* _Task prompt_:
Translate this sentence from the forum thread on sharpening a maul and ax into Spanish: "I saw online somewhere that the grinder will temper the metal and that is bad."

* _Reading passage_:

** begin **

# How to sharpen Maul and ax with files



## Wildeman (Jan 18, 2013)

I have been convinced that I must split my wood by hand and buy a fiskers splitting maul, i have a 8 bl and 6 bl that i got from my dad and father in law when they passed away and neither had used wood in years and both mauls DULL and NICKED (I did most of the damage on one). So, How do I sharpen my Maul and ax with files and what type of files do i need (bastard???) what is that.opcorn:


----------



## gregfox (Jan 18, 2013)

Use a grinder and put a sharp edge on it.


----------



## Wildeman (Jan 18, 2013)

gregfox said:


> Use a grinder and put a sharp edge on it.



I saw online somewhere that the grinder will temper the metal and that is bad. That said i really know nothing about nothing when it comes to this.


----------



## CTYank (Jan 18, 2013)

Wildeman said:


> I saw online somewhere that the grinder will temper the metal and that is bad. That said i really know nothing about nothing when it comes to this.



Yeah, everything you hear on the Internet is true.

** end **

* _Image location labeling entries_:
** begin **

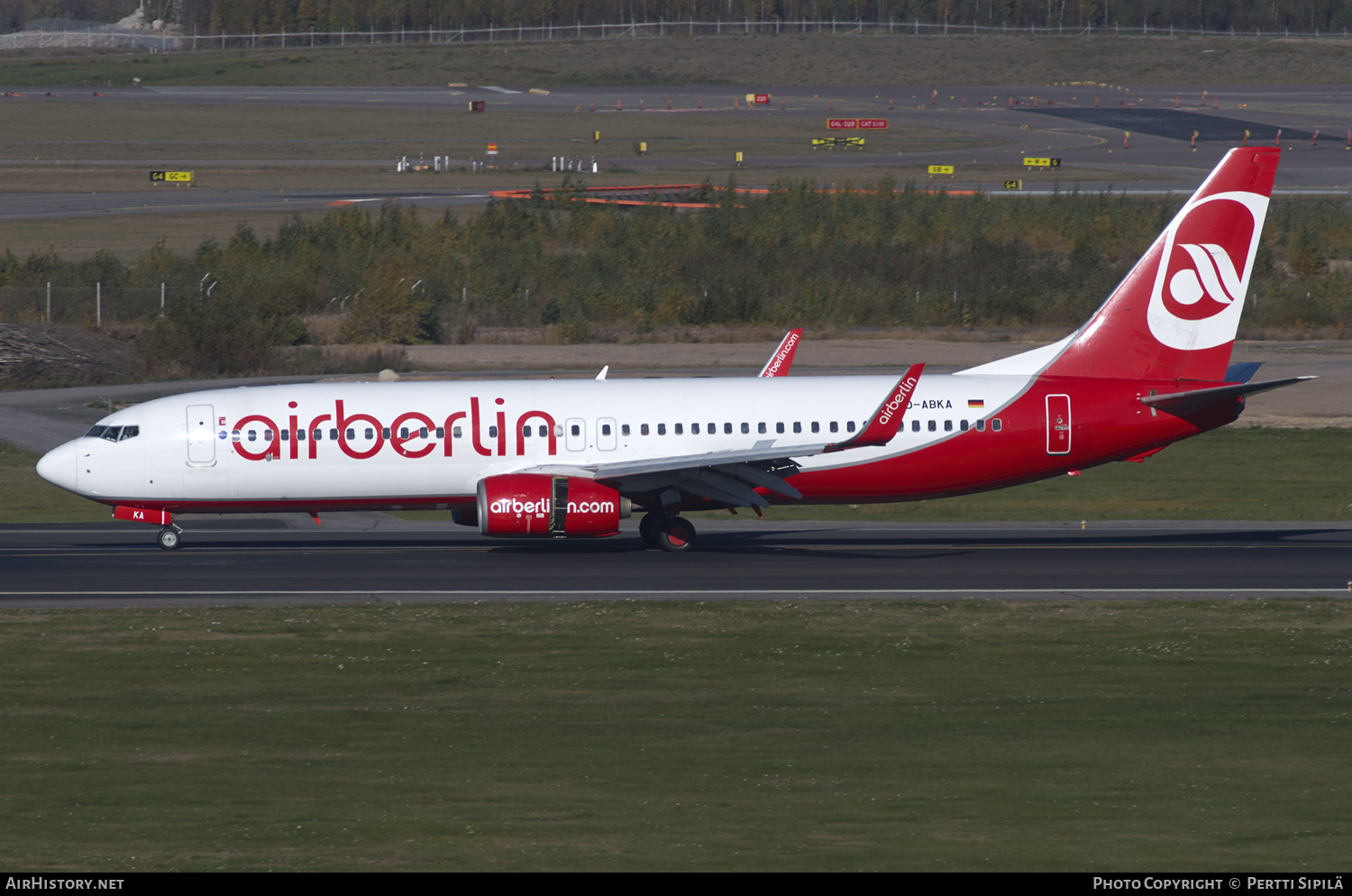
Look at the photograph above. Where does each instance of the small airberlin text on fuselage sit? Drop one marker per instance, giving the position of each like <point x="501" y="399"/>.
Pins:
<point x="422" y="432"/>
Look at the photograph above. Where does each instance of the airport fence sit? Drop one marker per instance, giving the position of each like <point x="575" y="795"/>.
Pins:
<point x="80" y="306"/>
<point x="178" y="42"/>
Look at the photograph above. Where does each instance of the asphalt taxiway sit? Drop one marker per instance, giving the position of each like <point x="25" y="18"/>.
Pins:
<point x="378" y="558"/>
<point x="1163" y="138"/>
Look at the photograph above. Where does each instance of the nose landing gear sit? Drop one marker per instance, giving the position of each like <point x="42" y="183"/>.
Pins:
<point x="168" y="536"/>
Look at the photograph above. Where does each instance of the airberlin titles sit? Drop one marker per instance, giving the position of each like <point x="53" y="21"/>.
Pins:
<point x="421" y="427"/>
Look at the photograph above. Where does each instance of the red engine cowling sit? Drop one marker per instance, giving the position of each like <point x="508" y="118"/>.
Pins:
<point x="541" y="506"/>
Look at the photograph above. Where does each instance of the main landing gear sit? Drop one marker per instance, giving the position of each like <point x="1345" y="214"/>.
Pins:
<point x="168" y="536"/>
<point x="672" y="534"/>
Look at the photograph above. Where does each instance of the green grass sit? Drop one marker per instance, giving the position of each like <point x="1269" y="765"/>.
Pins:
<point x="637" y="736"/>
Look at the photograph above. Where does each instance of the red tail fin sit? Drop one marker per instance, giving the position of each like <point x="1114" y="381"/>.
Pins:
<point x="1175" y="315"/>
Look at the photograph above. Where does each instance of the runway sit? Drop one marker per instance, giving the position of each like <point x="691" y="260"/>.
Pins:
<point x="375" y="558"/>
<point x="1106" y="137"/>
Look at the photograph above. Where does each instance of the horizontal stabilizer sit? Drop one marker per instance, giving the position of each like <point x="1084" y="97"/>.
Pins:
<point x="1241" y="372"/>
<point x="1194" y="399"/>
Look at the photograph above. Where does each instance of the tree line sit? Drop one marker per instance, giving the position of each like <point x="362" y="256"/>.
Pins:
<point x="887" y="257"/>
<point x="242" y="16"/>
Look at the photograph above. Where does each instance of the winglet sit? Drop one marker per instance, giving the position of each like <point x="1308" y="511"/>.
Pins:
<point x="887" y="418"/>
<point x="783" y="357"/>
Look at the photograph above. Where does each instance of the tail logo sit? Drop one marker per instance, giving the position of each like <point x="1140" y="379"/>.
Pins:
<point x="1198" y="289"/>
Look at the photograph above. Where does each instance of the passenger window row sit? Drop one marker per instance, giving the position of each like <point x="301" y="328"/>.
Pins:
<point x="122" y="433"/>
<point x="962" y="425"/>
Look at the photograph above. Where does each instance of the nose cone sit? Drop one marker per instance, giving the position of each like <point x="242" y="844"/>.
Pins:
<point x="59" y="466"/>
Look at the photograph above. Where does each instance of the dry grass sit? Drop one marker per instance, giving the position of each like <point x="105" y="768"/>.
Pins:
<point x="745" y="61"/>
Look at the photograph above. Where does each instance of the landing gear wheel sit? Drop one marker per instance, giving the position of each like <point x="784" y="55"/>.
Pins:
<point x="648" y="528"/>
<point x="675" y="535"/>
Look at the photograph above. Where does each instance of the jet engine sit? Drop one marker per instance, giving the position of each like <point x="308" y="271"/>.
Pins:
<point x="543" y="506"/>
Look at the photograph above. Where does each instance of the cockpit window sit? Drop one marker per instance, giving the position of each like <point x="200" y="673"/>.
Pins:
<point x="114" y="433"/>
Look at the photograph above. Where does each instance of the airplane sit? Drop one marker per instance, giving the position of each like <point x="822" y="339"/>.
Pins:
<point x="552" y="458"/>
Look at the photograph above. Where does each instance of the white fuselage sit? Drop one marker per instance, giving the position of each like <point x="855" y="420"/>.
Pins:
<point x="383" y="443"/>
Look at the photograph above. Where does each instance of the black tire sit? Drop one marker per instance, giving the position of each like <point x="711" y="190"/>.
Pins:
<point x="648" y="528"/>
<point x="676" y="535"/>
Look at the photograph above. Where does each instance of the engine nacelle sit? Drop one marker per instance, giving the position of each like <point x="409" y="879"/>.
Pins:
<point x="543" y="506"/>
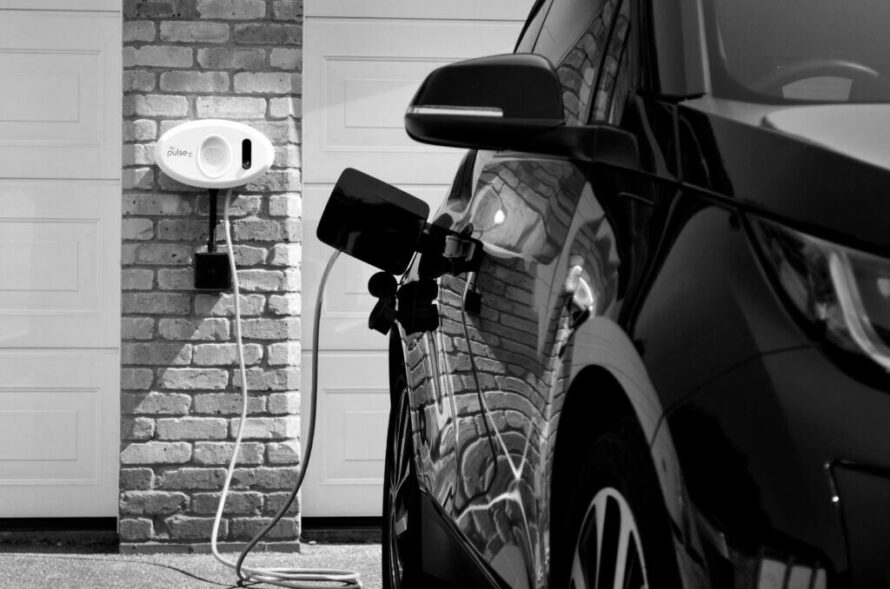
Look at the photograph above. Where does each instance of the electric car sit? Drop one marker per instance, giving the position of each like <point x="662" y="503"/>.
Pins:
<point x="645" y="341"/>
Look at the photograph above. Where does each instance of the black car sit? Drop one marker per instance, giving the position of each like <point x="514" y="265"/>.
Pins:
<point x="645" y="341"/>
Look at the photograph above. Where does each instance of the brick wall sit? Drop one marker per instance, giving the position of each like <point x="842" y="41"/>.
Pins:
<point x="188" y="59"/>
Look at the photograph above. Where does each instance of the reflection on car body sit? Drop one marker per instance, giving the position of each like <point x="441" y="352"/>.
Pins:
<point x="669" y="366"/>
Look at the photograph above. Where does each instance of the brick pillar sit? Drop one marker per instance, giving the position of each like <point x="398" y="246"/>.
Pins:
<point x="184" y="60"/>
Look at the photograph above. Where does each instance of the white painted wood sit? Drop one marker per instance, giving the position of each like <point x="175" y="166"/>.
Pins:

** end **

* _Answer below_:
Vi en algún sitio de internet que la amoladora templará el metal y que eso es malo.